__Applica quanto letto__
[1] Di quale commissione fa parte Melania Rizzoli, secondo l'articolo sulle sue accuse alle elette di sinistra?
[2] Riprendi l'articolo sulle accuse di Melania Rizzoli alle elette di sinistra e prosegui il testo dopo la sua ultima frase.

__Brano del documento__
──────

Una scossa sull'8 marzo: "A sinistra donne elette grazie a favori sessuali"

L’accusa della deputata Pdl Rizzoli: "Non escludo che alcune si siano concesse ai loro capi. Èora di abolire questa festa"

Una scossa sull'8 marzo: 
"A sinistra donne elette  
grazie a favori sessuali"

Roma Nessun nome né casi spe­­cifici, ma «le voci ci sono» e ri­schiano di rovinare l’otto mar­zo più manicheo della storia re­pubblicana. Lo schema che vuole l’altra metà del cielo divi­sa a sua volta in due quarti, uno virtuoso e meritevole (le donne di sinistra) e l’altro corruttibile e amorale (quelle di centrode­stra), non è aderente alla realtà, neppure a quella del Parlamen­to. Perché se ci sono elette (o eletti) per meriti non politici si possono trovare anche a sini­stra. A rompere il ta­bù è stata Melania Rizzoli, medico, par­lamentare del Pdl e membro della Com­missione Affari So­ciali. Rispondendo a una domanda di Klaus Davi non ha escluso che ci possa­n­o essere parlamen­tari della sinistra elette dopo essersi concesse sessual­mente ai capi di par­tito.

──────

__Elenco mostrato__
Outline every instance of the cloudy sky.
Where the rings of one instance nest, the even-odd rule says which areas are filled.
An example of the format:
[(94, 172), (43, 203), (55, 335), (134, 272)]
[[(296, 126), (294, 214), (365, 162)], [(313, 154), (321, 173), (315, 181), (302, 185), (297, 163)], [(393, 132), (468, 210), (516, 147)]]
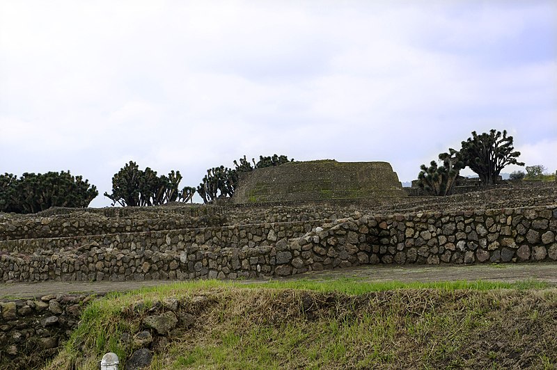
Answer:
[(130, 160), (182, 186), (274, 153), (409, 181), (492, 128), (557, 170), (557, 2), (0, 0), (0, 172), (70, 170), (92, 206)]

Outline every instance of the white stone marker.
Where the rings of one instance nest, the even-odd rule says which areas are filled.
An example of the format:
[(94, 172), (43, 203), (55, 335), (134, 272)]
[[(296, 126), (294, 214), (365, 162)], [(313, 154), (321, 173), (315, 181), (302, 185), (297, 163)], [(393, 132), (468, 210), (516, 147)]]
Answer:
[(109, 352), (100, 360), (100, 370), (118, 370), (119, 363), (118, 355), (116, 353)]

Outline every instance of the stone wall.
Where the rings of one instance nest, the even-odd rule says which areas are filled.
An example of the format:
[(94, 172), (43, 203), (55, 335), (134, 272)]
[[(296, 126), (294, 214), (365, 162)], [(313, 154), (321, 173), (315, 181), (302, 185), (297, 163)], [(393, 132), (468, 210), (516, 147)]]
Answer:
[(43, 365), (70, 337), (81, 311), (93, 298), (49, 295), (0, 302), (0, 365), (9, 364), (9, 369)]
[[(33, 254), (13, 248), (0, 266), (4, 282), (284, 276), (367, 264), (555, 261), (556, 235), (555, 205), (355, 212), (334, 220), (35, 239)], [(33, 241), (0, 244), (17, 243), (19, 250)]]

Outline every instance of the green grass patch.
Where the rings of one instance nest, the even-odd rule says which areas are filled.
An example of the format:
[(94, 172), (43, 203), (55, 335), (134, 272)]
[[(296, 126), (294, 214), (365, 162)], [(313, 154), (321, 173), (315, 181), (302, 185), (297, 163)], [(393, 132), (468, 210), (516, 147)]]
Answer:
[(109, 351), (123, 368), (130, 338), (169, 298), (196, 323), (151, 345), (152, 369), (551, 369), (557, 358), (557, 289), (534, 280), (203, 280), (93, 303), (47, 368), (96, 369)]

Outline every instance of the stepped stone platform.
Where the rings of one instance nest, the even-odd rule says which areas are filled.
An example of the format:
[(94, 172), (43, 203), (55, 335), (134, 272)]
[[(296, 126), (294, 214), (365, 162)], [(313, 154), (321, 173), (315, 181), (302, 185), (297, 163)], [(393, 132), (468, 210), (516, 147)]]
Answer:
[(405, 198), (386, 162), (289, 162), (240, 174), (236, 204)]
[(267, 278), (366, 264), (557, 260), (557, 183), (390, 202), (0, 214), (0, 282)]

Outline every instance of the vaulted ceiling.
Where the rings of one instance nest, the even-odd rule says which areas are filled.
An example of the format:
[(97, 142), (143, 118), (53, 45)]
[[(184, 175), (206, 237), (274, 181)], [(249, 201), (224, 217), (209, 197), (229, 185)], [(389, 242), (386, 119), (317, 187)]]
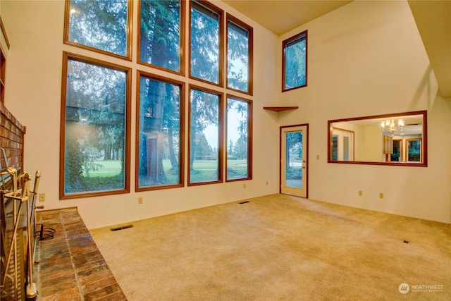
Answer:
[[(283, 35), (352, 1), (223, 0), (255, 22)], [(451, 1), (409, 0), (437, 78), (440, 94), (451, 98)]]

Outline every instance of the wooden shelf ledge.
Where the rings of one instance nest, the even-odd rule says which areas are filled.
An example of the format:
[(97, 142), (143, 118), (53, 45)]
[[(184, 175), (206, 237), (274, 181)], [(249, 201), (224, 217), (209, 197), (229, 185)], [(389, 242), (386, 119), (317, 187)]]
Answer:
[(295, 110), (299, 106), (264, 106), (264, 110), (273, 111), (274, 112), (282, 112), (283, 111)]

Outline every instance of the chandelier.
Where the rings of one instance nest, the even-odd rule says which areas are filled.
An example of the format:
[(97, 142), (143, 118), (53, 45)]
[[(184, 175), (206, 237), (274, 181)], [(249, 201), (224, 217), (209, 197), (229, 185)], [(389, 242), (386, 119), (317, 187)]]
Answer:
[(393, 133), (395, 132), (400, 132), (401, 130), (402, 130), (404, 125), (404, 120), (402, 119), (397, 120), (397, 125), (395, 124), (395, 119), (387, 119), (386, 121), (383, 121), (381, 123), (382, 131), (390, 132), (391, 133)]

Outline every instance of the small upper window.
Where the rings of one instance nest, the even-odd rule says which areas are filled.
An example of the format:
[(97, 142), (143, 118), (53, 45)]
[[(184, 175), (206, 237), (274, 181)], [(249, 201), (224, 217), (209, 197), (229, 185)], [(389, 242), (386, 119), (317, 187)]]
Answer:
[(307, 31), (282, 43), (282, 92), (307, 85)]
[(252, 27), (227, 15), (227, 87), (252, 94)]
[(127, 0), (70, 0), (66, 3), (64, 42), (129, 57), (129, 4)]
[(183, 12), (185, 1), (180, 0), (142, 1), (141, 28), (138, 44), (141, 63), (183, 70)]
[(220, 85), (223, 11), (206, 1), (190, 4), (190, 75)]

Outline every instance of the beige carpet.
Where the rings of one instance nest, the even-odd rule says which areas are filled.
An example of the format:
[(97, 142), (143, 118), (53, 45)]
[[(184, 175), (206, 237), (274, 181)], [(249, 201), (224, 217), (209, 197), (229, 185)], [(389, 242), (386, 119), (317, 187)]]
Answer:
[(90, 232), (130, 301), (451, 300), (451, 225), (247, 201)]

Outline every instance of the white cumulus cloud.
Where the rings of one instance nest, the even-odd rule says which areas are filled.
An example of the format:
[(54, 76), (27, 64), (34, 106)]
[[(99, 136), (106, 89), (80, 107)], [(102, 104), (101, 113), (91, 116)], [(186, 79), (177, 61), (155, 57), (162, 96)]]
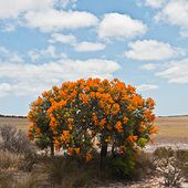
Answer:
[(103, 43), (94, 43), (94, 42), (87, 42), (87, 41), (76, 43), (74, 45), (74, 50), (76, 52), (101, 51), (101, 50), (104, 50), (105, 48), (106, 48), (106, 45)]
[(98, 27), (100, 38), (135, 38), (144, 34), (147, 27), (127, 14), (107, 13)]
[(61, 85), (63, 81), (82, 77), (112, 79), (119, 67), (115, 61), (100, 59), (60, 60), (43, 64), (1, 63), (0, 79), (9, 82), (0, 85), (0, 95), (4, 96), (9, 92), (14, 95), (39, 95), (52, 85)]
[(157, 21), (163, 20), (182, 29), (188, 29), (188, 1), (170, 0), (155, 17)]
[(147, 64), (143, 64), (140, 66), (140, 69), (146, 70), (146, 71), (150, 71), (150, 70), (156, 70), (157, 66), (158, 66), (158, 64), (147, 63)]
[(128, 59), (142, 61), (166, 60), (178, 55), (184, 55), (184, 50), (156, 40), (130, 42), (128, 48), (129, 50), (125, 52), (125, 55)]
[(138, 92), (146, 92), (146, 91), (150, 91), (150, 90), (156, 90), (158, 88), (158, 85), (154, 85), (154, 84), (142, 84), (136, 86), (136, 90)]
[(145, 0), (145, 4), (152, 8), (160, 8), (164, 3), (166, 2), (166, 0)]
[(88, 12), (56, 9), (30, 11), (25, 14), (24, 19), (28, 27), (38, 28), (42, 32), (94, 27), (98, 22), (98, 19)]
[(156, 75), (167, 79), (169, 83), (188, 84), (188, 59), (167, 63), (165, 70)]
[(60, 42), (60, 43), (74, 44), (76, 42), (76, 38), (72, 34), (52, 33), (52, 39), (49, 42), (51, 42), (51, 43)]

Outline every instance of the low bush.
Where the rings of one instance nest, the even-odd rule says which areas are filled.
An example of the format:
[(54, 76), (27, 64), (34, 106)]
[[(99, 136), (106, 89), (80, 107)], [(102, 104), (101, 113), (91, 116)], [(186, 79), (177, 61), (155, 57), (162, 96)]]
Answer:
[(10, 125), (0, 126), (0, 148), (24, 156), (33, 156), (34, 147), (24, 132)]
[(180, 160), (179, 152), (170, 147), (157, 148), (154, 153), (156, 170), (163, 177), (161, 184), (167, 187), (181, 187), (184, 181), (184, 163)]

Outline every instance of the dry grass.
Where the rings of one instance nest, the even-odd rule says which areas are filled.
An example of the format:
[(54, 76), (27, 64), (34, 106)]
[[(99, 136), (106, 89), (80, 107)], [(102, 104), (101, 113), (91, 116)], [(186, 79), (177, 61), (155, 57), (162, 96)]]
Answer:
[(156, 125), (159, 129), (156, 140), (160, 143), (188, 142), (188, 116), (158, 117)]

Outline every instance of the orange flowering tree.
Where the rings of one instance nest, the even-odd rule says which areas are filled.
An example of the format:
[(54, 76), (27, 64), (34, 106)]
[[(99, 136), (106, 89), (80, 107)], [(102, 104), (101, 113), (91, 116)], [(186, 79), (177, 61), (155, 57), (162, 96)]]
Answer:
[(52, 155), (60, 150), (90, 160), (100, 150), (103, 161), (107, 154), (135, 153), (152, 140), (154, 105), (117, 79), (65, 82), (31, 104), (29, 137), (44, 142)]

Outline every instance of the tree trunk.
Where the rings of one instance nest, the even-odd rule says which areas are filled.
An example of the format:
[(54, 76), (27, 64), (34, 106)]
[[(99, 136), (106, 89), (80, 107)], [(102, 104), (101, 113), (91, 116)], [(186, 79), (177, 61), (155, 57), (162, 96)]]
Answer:
[(101, 163), (100, 163), (101, 169), (104, 169), (105, 167), (106, 156), (107, 156), (107, 143), (104, 142), (102, 144), (102, 149), (101, 149)]
[(51, 157), (54, 157), (54, 144), (53, 144), (53, 140), (51, 142), (50, 150), (51, 150)]

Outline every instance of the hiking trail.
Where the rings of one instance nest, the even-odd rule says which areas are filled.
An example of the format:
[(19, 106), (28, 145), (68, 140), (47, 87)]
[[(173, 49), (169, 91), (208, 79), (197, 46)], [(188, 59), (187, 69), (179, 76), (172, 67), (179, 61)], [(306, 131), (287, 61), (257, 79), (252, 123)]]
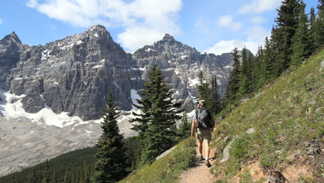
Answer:
[[(204, 146), (203, 146), (203, 155), (204, 156)], [(197, 155), (199, 152), (197, 150)], [(213, 165), (215, 159), (215, 149), (210, 149), (209, 153), (209, 162)], [(211, 168), (211, 167), (210, 167)], [(213, 177), (210, 173), (210, 168), (207, 167), (205, 164), (205, 161), (197, 161), (197, 165), (191, 168), (184, 171), (180, 175), (178, 182), (179, 183), (213, 183)]]

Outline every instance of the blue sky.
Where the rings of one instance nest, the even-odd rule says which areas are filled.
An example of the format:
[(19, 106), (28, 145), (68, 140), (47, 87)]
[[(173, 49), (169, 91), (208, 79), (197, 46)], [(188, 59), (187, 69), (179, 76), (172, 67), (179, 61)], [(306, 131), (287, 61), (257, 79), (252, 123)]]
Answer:
[[(246, 46), (253, 53), (269, 34), (281, 0), (1, 1), (0, 37), (15, 31), (24, 44), (45, 44), (104, 25), (128, 51), (170, 33), (200, 51)], [(316, 0), (305, 0), (306, 11)]]

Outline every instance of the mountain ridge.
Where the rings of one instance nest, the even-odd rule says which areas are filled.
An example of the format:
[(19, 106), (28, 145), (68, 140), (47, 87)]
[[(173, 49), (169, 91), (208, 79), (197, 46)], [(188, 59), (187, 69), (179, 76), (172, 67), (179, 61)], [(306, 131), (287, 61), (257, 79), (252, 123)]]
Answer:
[(0, 159), (6, 160), (0, 175), (93, 146), (109, 90), (122, 110), (120, 132), (126, 137), (136, 135), (128, 121), (154, 63), (161, 67), (172, 97), (188, 112), (195, 107), (200, 69), (208, 78), (218, 75), (223, 91), (231, 69), (230, 53), (201, 54), (170, 35), (156, 42), (161, 49), (156, 55), (146, 49), (126, 53), (102, 26), (45, 45), (22, 44), (14, 33), (5, 37), (0, 40)]

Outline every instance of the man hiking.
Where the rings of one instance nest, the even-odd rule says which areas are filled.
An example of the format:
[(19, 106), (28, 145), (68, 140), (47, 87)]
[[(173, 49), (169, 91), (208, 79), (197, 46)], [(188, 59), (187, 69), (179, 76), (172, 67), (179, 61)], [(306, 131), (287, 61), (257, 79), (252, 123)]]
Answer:
[[(192, 117), (191, 123), (191, 137), (195, 137), (195, 128), (197, 129), (196, 138), (199, 150), (199, 159), (205, 160), (205, 164), (208, 167), (210, 167), (209, 162), (209, 143), (211, 140), (211, 132), (215, 128), (215, 120), (210, 112), (205, 107), (205, 101), (199, 101), (198, 109)], [(205, 146), (205, 159), (202, 155), (202, 145)]]

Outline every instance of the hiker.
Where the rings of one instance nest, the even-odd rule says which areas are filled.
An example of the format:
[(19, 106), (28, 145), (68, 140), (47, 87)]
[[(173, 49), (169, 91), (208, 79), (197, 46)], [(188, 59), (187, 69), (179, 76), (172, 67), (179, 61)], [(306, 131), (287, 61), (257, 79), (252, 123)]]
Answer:
[[(191, 137), (195, 137), (195, 128), (197, 129), (196, 138), (199, 150), (199, 159), (205, 160), (205, 164), (208, 167), (210, 167), (209, 162), (209, 143), (211, 140), (211, 132), (215, 128), (215, 120), (210, 112), (205, 107), (205, 101), (199, 101), (198, 109), (196, 110), (191, 123)], [(202, 155), (202, 143), (205, 146), (205, 155), (204, 159)]]

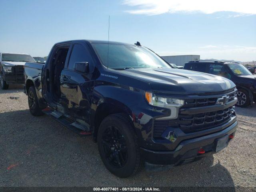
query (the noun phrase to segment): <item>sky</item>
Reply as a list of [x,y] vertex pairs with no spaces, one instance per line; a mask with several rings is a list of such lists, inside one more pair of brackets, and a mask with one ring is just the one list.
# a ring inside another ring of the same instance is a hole
[[256,60],[256,1],[0,0],[0,52],[47,56],[73,39],[140,44],[160,56]]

──────

__Risposte in ordine__
[1] Della Commissione Affari Sociali.

[2]
Ci sono «depu­tate e deputati - ha spiegato - che non hanno un curri­culum politico che giustifichi la loro presenza in Parla­mento. Ci sono evi­dentemente altri motivi». La princi­pale accusa che le opposizioni rivolgano al centro­­destra, insomma, si potrebbe ri­baltare e applicare al centrosi­nistra. Come se non bastasse, a Klau­scondicio , Rizzoli ha preso di mira anche la festa della don­na. «L’8 marzo andrebbe aboli­to e cancellato dal calendario come festa delle donne. Una commemorazione che io perso­nalmente non ho mai fe­steggia­to perché frutto di una distinzio­ne di genere. È una festa supera­ta, istituita nel 1908 in seguito all’incendio che colpì una fabbrica di camicie dove lavoravano nume­rose donne. Fu proclamata per re­golamentare e migliorare il lavoro femminile. Oggi non ha più senso, rappresenta una forma discrimina­zio­ne e pone una distanza tra uomi­ni e donne. È una commemorazio­ne inutile, che non aiuta a migliora­re la condizione del lavoro femmi­nile.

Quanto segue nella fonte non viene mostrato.